-- Begin Given information --
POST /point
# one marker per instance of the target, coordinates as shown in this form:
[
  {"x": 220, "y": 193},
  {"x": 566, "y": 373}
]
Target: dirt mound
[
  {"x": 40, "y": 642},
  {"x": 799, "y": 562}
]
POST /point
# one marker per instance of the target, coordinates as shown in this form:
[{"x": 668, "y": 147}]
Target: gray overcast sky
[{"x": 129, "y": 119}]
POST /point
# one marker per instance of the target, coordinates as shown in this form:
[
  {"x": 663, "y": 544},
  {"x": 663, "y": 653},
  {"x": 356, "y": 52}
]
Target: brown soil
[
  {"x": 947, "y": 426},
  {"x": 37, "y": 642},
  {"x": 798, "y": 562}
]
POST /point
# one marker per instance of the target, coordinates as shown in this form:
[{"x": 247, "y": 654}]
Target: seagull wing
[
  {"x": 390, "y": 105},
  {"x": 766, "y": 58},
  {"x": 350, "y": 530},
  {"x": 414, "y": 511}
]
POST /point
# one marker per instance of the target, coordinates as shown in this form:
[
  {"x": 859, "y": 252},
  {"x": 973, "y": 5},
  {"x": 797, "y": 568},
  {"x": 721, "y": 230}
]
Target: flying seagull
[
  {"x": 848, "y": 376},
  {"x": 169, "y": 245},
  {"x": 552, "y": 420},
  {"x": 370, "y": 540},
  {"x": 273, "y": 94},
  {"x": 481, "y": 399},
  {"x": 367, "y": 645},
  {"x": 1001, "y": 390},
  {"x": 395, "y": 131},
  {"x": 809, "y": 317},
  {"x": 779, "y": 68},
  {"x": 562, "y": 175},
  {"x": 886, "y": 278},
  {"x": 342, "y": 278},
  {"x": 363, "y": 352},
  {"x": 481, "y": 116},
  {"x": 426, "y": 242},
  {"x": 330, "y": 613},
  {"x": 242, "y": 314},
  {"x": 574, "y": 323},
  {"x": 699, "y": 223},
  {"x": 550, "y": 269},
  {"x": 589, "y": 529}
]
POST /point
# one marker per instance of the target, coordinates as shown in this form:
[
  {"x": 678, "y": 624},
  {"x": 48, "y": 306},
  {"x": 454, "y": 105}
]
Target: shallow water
-- End Given information --
(Direction): Rewrite every line of the records above, requests included, scaling each x and y coordinate in the answers by 0.7 and rounding to whole numbers, with halves rounded up. Keep the numbers in the requests, including their sample coordinates, unchanged.

(Answer below):
POST /point
# one marker per instance of the target, coordinates as shown in this form:
[
  {"x": 220, "y": 193},
  {"x": 566, "y": 373}
]
Target: dirt mound
[
  {"x": 28, "y": 449},
  {"x": 559, "y": 393}
]
POST /point
# one marker per instance of the target, coordinates as shown in this form:
[{"x": 668, "y": 147}]
Target: gray overcast sky
[{"x": 90, "y": 83}]
POST /point
# one marker per instance of the target, coordinates as shown in this form:
[
  {"x": 663, "y": 544},
  {"x": 663, "y": 653},
  {"x": 356, "y": 52}
]
Target: brown soil
[
  {"x": 663, "y": 298},
  {"x": 26, "y": 449},
  {"x": 559, "y": 393}
]
POST /point
# one marker per instance of the target, coordinates as shown in this form:
[{"x": 247, "y": 654}]
Target: seagull wing
[
  {"x": 273, "y": 74},
  {"x": 536, "y": 41},
  {"x": 245, "y": 371},
  {"x": 290, "y": 358}
]
POST /point
# one marker per instance of the target, coordinates as shown in this form:
[
  {"x": 859, "y": 252},
  {"x": 973, "y": 5},
  {"x": 797, "y": 568},
  {"x": 721, "y": 230}
]
Target: flying seagull
[
  {"x": 594, "y": 263},
  {"x": 118, "y": 172},
  {"x": 386, "y": 294},
  {"x": 259, "y": 378},
  {"x": 191, "y": 66},
  {"x": 337, "y": 279},
  {"x": 257, "y": 452},
  {"x": 701, "y": 273},
  {"x": 277, "y": 92},
  {"x": 566, "y": 222},
  {"x": 545, "y": 48},
  {"x": 393, "y": 123},
  {"x": 620, "y": 195},
  {"x": 239, "y": 195},
  {"x": 254, "y": 246},
  {"x": 337, "y": 81},
  {"x": 298, "y": 169},
  {"x": 231, "y": 429},
  {"x": 169, "y": 220},
  {"x": 402, "y": 226},
  {"x": 489, "y": 156},
  {"x": 385, "y": 188},
  {"x": 412, "y": 370}
]
POST /point
# one marker per instance of the target, coordinates as shown in this form:
[
  {"x": 678, "y": 624},
  {"x": 48, "y": 306},
  {"x": 454, "y": 105}
]
Target: shallow water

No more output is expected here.